ACTIVITY » Count how many lines in the following data hold the word "below". Your answer is the number and nothing else.

SUPPLIED INFORMATION »
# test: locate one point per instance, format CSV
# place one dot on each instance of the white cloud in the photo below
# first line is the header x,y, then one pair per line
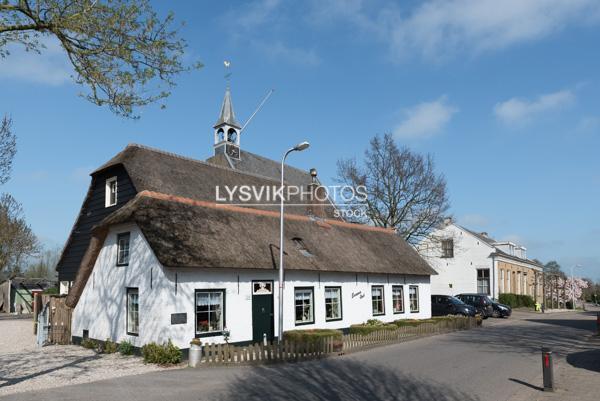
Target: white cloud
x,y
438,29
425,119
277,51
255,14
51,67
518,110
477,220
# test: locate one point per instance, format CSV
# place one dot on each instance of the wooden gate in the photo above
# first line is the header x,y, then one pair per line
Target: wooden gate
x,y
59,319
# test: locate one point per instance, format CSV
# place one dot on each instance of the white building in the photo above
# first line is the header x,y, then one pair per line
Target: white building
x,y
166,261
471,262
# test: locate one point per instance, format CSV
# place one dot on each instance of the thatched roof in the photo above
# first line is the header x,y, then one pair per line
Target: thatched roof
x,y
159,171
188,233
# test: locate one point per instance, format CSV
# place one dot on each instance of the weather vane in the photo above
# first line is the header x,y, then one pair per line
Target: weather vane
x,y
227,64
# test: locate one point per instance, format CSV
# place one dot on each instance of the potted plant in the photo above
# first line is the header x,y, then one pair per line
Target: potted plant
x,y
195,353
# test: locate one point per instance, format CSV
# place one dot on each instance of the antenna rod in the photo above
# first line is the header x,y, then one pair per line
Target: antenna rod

--

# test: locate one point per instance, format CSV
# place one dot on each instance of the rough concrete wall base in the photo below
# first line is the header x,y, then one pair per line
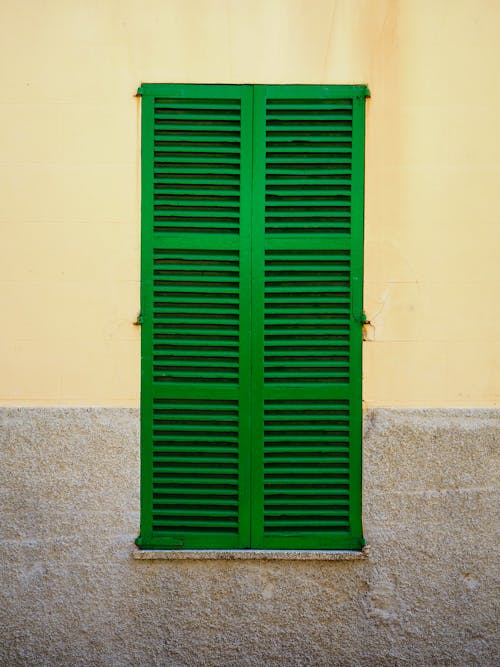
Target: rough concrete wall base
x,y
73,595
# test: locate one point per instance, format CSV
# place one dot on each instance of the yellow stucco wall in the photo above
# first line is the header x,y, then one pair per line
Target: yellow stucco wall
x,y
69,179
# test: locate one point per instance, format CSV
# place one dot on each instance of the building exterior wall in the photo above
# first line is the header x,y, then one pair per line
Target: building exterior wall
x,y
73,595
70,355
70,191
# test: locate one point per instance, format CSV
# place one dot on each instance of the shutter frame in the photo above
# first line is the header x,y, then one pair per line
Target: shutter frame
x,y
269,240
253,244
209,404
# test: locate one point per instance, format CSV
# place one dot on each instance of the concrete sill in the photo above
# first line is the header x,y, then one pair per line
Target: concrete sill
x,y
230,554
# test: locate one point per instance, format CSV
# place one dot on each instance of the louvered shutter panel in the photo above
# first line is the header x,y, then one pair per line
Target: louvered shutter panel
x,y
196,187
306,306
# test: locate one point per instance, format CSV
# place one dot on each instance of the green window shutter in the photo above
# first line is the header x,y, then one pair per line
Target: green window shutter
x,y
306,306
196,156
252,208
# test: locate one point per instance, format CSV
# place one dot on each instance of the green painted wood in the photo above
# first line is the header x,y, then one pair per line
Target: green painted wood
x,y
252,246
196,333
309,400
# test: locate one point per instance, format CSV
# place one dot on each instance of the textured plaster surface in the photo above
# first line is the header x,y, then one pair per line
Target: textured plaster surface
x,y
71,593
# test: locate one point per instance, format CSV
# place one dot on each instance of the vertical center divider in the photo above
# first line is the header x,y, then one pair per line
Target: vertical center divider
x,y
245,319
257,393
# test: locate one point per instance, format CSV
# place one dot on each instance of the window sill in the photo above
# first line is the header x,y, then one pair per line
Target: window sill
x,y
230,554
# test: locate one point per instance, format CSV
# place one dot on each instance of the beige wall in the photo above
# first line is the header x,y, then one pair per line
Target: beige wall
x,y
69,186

* * *

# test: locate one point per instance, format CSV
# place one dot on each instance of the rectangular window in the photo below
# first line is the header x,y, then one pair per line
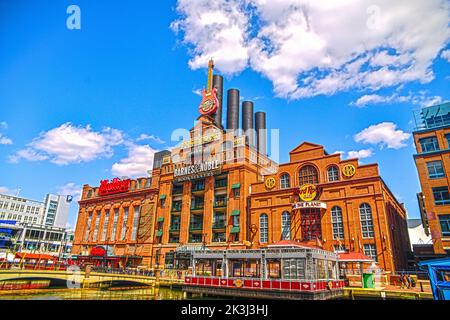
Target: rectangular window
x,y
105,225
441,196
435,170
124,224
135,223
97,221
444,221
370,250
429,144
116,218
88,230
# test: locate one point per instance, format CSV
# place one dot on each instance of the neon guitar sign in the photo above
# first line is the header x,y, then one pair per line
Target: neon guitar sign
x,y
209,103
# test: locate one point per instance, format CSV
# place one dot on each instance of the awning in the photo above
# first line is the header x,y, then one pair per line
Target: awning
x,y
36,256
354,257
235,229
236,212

YOUR SOLUTION » 3